** Exercise **
Return the records exactly, keeping every line as it is.

Stored entries:

========================================================================

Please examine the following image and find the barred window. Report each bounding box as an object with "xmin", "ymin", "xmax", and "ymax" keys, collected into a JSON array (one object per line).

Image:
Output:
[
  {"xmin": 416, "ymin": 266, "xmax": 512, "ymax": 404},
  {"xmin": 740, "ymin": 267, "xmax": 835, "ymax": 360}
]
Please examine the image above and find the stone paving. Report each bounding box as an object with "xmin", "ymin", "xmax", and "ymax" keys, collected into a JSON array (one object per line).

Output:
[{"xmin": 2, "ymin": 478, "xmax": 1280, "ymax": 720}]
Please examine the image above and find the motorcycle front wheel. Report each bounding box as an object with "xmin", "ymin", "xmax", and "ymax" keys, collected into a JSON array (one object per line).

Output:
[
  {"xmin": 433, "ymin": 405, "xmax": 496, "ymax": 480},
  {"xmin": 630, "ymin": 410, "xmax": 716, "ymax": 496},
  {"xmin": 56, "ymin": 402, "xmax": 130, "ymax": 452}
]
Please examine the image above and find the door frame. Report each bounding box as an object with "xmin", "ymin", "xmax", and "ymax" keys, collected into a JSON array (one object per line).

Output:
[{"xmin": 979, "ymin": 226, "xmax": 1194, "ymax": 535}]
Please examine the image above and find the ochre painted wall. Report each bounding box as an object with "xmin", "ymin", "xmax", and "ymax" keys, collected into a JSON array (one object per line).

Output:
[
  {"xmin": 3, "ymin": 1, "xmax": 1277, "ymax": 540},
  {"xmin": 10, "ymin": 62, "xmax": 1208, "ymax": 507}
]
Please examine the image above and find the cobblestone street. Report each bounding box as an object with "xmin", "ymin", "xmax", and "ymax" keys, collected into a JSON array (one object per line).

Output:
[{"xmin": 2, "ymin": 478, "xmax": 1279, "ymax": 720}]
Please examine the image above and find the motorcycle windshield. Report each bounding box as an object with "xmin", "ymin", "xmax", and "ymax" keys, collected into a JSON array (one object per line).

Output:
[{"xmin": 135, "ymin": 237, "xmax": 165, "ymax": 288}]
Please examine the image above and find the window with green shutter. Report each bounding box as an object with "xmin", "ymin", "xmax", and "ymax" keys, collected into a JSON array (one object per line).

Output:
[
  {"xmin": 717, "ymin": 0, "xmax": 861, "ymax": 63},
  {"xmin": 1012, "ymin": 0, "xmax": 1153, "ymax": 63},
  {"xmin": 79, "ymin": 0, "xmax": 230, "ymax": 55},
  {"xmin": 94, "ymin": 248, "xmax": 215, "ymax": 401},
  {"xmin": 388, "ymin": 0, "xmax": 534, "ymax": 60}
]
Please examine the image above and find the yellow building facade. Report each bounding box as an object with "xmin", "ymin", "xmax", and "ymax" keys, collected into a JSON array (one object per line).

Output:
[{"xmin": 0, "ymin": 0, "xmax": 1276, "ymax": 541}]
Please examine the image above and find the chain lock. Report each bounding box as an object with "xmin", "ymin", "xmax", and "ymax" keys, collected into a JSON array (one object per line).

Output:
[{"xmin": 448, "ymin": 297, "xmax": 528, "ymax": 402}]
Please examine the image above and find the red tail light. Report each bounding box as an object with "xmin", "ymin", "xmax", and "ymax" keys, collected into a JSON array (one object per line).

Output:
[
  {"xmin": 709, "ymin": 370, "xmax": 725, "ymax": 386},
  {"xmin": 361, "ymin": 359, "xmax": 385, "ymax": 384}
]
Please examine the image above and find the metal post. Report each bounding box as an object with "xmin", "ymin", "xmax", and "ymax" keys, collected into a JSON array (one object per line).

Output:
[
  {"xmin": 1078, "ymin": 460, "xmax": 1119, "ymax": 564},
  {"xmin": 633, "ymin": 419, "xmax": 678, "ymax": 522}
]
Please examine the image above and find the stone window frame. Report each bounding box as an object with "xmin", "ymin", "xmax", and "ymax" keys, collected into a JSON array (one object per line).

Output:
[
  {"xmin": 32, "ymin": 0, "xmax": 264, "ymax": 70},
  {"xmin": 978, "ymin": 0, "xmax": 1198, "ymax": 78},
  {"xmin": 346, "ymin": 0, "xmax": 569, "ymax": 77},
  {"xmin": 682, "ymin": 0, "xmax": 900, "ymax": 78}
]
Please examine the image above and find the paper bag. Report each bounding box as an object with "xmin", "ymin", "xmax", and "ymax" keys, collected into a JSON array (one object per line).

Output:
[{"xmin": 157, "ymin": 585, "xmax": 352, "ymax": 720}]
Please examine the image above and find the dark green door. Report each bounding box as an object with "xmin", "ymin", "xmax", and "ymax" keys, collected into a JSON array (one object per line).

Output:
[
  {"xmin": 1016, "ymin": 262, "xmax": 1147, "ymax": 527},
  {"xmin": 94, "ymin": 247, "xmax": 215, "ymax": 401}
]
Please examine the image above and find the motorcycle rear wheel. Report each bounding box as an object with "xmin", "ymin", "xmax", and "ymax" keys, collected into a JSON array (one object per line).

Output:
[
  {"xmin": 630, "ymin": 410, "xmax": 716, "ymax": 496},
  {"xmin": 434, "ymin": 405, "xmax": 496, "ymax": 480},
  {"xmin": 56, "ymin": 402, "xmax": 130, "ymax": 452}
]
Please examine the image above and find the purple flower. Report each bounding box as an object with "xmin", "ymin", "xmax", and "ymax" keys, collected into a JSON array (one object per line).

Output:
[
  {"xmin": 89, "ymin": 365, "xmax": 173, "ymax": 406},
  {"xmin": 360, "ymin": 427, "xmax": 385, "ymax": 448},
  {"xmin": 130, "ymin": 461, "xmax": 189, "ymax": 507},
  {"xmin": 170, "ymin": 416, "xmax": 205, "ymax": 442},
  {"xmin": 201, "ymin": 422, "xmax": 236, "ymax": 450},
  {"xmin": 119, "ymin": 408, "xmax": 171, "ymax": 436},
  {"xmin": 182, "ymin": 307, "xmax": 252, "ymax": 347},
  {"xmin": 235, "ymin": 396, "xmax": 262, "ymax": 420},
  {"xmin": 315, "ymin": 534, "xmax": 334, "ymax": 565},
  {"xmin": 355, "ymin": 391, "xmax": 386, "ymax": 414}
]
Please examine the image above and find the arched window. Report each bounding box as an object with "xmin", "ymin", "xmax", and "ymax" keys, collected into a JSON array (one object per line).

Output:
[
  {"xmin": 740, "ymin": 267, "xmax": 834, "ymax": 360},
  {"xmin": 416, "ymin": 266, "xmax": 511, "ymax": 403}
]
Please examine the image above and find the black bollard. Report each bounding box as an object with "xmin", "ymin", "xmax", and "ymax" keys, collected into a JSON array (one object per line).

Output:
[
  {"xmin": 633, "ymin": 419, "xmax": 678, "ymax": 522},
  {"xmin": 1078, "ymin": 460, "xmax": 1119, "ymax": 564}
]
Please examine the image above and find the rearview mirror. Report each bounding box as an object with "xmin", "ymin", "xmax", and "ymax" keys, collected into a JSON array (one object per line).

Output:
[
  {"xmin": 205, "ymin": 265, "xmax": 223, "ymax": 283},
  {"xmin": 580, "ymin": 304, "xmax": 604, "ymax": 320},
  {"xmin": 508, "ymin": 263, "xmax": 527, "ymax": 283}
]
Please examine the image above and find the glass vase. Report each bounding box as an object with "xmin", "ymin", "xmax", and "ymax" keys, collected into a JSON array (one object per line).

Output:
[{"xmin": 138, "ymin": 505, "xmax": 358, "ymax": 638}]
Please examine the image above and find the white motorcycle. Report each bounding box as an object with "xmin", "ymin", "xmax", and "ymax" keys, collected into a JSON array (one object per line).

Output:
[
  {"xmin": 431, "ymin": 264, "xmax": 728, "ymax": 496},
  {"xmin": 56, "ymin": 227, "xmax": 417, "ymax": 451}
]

========================================================================

** Answer to this exercise **
Please examine the following image and find the barred window. Report each bounding box as an object with "xmin", "ymin", "xmax", and "ymax" keys, collected into a JSON array (one object per line).

Image:
Output:
[
  {"xmin": 416, "ymin": 266, "xmax": 512, "ymax": 404},
  {"xmin": 740, "ymin": 267, "xmax": 835, "ymax": 360}
]
Please examine the image above and find the stone paving. Report each bounding box as an object with "xmin", "ymin", "xmax", and "ymax" keys, collected into a JSON array (one object per line).

Output:
[{"xmin": 2, "ymin": 478, "xmax": 1280, "ymax": 720}]
Please examine the image above and find the motorcycle front wheel. Report each bounding box as an object with "xmin", "ymin", "xmax", and "ymax" keys, collected into a JSON array (one object per line).

Output:
[
  {"xmin": 433, "ymin": 405, "xmax": 496, "ymax": 480},
  {"xmin": 630, "ymin": 410, "xmax": 716, "ymax": 496},
  {"xmin": 56, "ymin": 402, "xmax": 130, "ymax": 452}
]
Please examine the image above and find the door frame. Report each bounding box as an object with "xmin", "ymin", "xmax", and "ymax" keys, collected into a JSON array (one object per line).

Output:
[{"xmin": 979, "ymin": 226, "xmax": 1194, "ymax": 535}]
Please examine the image above and find the ochre painted wall. Report each bounding box as an object with "xmin", "ymin", "xmax", and "ymax" keys, collected into a JSON array (one object per line).

Output:
[
  {"xmin": 3, "ymin": 1, "xmax": 1277, "ymax": 540},
  {"xmin": 10, "ymin": 62, "xmax": 1208, "ymax": 507}
]
Please examine the image above and find the cobblestone street. Report each bounding box as an object with "xmin", "ymin", "xmax", and "ymax" keys, collected into a JSON array (one object per line).

Output:
[{"xmin": 2, "ymin": 478, "xmax": 1279, "ymax": 720}]
Please examine the image above and find the motorcycle windshield. Report each bounding box as an object with "xmin", "ymin", "xmax", and "ymax" keys, collected into a JSON array (one object per line).

Output:
[{"xmin": 135, "ymin": 237, "xmax": 165, "ymax": 288}]
Please examine the image above and find the window with green shutter. Report each bounding box as an object with "xmin", "ymin", "xmax", and "ymax" keys, collected into a JSON array (one object per line).

Output:
[
  {"xmin": 717, "ymin": 0, "xmax": 861, "ymax": 63},
  {"xmin": 1012, "ymin": 0, "xmax": 1153, "ymax": 63},
  {"xmin": 79, "ymin": 0, "xmax": 230, "ymax": 55},
  {"xmin": 94, "ymin": 248, "xmax": 215, "ymax": 401},
  {"xmin": 388, "ymin": 0, "xmax": 534, "ymax": 60}
]
Please examine the image above and find the yellow building facade. Report each bounding box as an object with "xmin", "ymin", "xmax", and "ymax" keys, collected into a JSON array (one object per line).

Output:
[{"xmin": 0, "ymin": 0, "xmax": 1276, "ymax": 541}]
Please examine the image above and find the chain lock. Report each bounding box as an object with "xmin", "ymin", "xmax", and "ymax" keys, collected into a JSON array (one object per line).

Output:
[{"xmin": 448, "ymin": 297, "xmax": 528, "ymax": 402}]
Please examine the image above and find the red tail light. Report each bounding box as an object with "xmin", "ymin", "xmax", and "ymax" keys, collected into a JSON array (one object per line).

Output:
[
  {"xmin": 709, "ymin": 370, "xmax": 725, "ymax": 386},
  {"xmin": 361, "ymin": 359, "xmax": 385, "ymax": 384}
]
Please examine the image above and find the metal post. Report each bounding box as an object with "xmin", "ymin", "xmax", and "ymax" keys, collected into a JSON array (one object per line).

Output:
[
  {"xmin": 1078, "ymin": 460, "xmax": 1119, "ymax": 564},
  {"xmin": 633, "ymin": 419, "xmax": 678, "ymax": 522}
]
Please examine the image above and find the stone window frame. Report each bounding box as an object with "xmin", "ymin", "xmax", and "ymax" keys, collected into a JSON array (one object per line).

Output:
[
  {"xmin": 32, "ymin": 0, "xmax": 264, "ymax": 70},
  {"xmin": 978, "ymin": 0, "xmax": 1198, "ymax": 78},
  {"xmin": 346, "ymin": 0, "xmax": 569, "ymax": 77},
  {"xmin": 682, "ymin": 0, "xmax": 900, "ymax": 78}
]
Please examine the image above and find the paper bag. Report each bounding box as an object with "xmin", "ymin", "xmax", and "ymax" keys, collected into a JSON array (one object per line).

Output:
[{"xmin": 157, "ymin": 585, "xmax": 352, "ymax": 720}]
Please examine the image above and find the dark green door. Report each bounding box as an object with "xmin", "ymin", "xmax", and "ymax" keys, collected into a JSON array (one object per line).

Output:
[
  {"xmin": 1016, "ymin": 262, "xmax": 1147, "ymax": 527},
  {"xmin": 94, "ymin": 247, "xmax": 215, "ymax": 401}
]
Please examine the image above and find the motorcycle rear wheel. Report each bounding box as an object with "xmin", "ymin", "xmax", and "ymax" keys, collected into a JSON array (one object per line).

Output:
[
  {"xmin": 630, "ymin": 410, "xmax": 716, "ymax": 496},
  {"xmin": 434, "ymin": 405, "xmax": 496, "ymax": 480},
  {"xmin": 56, "ymin": 402, "xmax": 130, "ymax": 452}
]
Please examine the image above and find the purple flower. Report each bounding box as an object with "xmin", "ymin", "xmax", and "ymax" keys, collected into a JSON array (one object per line).

Output:
[
  {"xmin": 89, "ymin": 365, "xmax": 173, "ymax": 406},
  {"xmin": 360, "ymin": 427, "xmax": 385, "ymax": 448},
  {"xmin": 130, "ymin": 461, "xmax": 189, "ymax": 507},
  {"xmin": 170, "ymin": 416, "xmax": 205, "ymax": 442},
  {"xmin": 201, "ymin": 422, "xmax": 236, "ymax": 450},
  {"xmin": 119, "ymin": 408, "xmax": 171, "ymax": 436},
  {"xmin": 182, "ymin": 307, "xmax": 252, "ymax": 347},
  {"xmin": 235, "ymin": 396, "xmax": 262, "ymax": 420},
  {"xmin": 315, "ymin": 534, "xmax": 334, "ymax": 565},
  {"xmin": 355, "ymin": 391, "xmax": 386, "ymax": 414}
]
Please examine the image above and find the arched window. Report each bounding box as an object with "xmin", "ymin", "xmax", and "ymax" keys, collected into a JSON array (one object per line).

Output:
[
  {"xmin": 740, "ymin": 267, "xmax": 834, "ymax": 360},
  {"xmin": 416, "ymin": 266, "xmax": 511, "ymax": 403}
]
Please examine the image above and find the black bollard. Report each bounding box as an object with "xmin", "ymin", "xmax", and "ymax" keys, collected into a JSON array (one object per line).

Output:
[
  {"xmin": 633, "ymin": 419, "xmax": 678, "ymax": 522},
  {"xmin": 1078, "ymin": 460, "xmax": 1119, "ymax": 564}
]
Please examine the image above and find the rearview mirror. Report each bounding box as an object with "xmin", "ymin", "xmax", and "ymax" keys, collected into a JSON array (one object per line).

Output:
[
  {"xmin": 205, "ymin": 265, "xmax": 223, "ymax": 283},
  {"xmin": 580, "ymin": 304, "xmax": 604, "ymax": 320},
  {"xmin": 508, "ymin": 263, "xmax": 527, "ymax": 283}
]
Please examine the image above and find the glass vase. Report each bounding box as an object with "xmin", "ymin", "xmax", and "ymax" keys, collected into a JSON array (one object per line).

Output:
[{"xmin": 138, "ymin": 505, "xmax": 358, "ymax": 638}]
Please examine the image above and find the white motorcycle. Report each bounding box as an object with "xmin", "ymin", "xmax", and "ymax" keys, collected into a JSON array (one object per line).

Output:
[
  {"xmin": 431, "ymin": 264, "xmax": 728, "ymax": 496},
  {"xmin": 56, "ymin": 227, "xmax": 417, "ymax": 451}
]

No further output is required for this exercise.